*What is required*: Leave out the pictures and restate every entry word for word.

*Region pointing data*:

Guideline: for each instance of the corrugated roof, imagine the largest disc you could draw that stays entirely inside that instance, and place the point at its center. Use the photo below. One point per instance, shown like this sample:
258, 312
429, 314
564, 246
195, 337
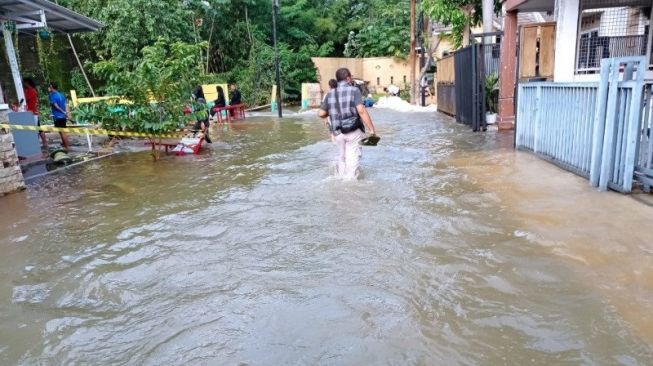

*Answer to the exercise*:
Guideline: for each instance of the corrugated roof, imagine the largest disc you could draw that stays entirely inside that instance, and place the point at its center. Use the photo below. One point per instance, shown like this sample:
258, 312
429, 314
564, 246
195, 337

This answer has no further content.